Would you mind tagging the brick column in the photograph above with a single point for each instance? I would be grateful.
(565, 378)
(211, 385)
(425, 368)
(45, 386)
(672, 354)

— AUFGABE —
Könnten Sie die Daten oben noch einmal wiedergeben und dabei „brick column“ durch „stone pillar“ ersetzen, ohne sonst etwas zu ändern?

— DIE ANTWORT —
Would you mind tagging the stone pillar in the photograph above with a single point for each instance? I would be grateful.
(565, 378)
(211, 385)
(425, 368)
(45, 386)
(672, 354)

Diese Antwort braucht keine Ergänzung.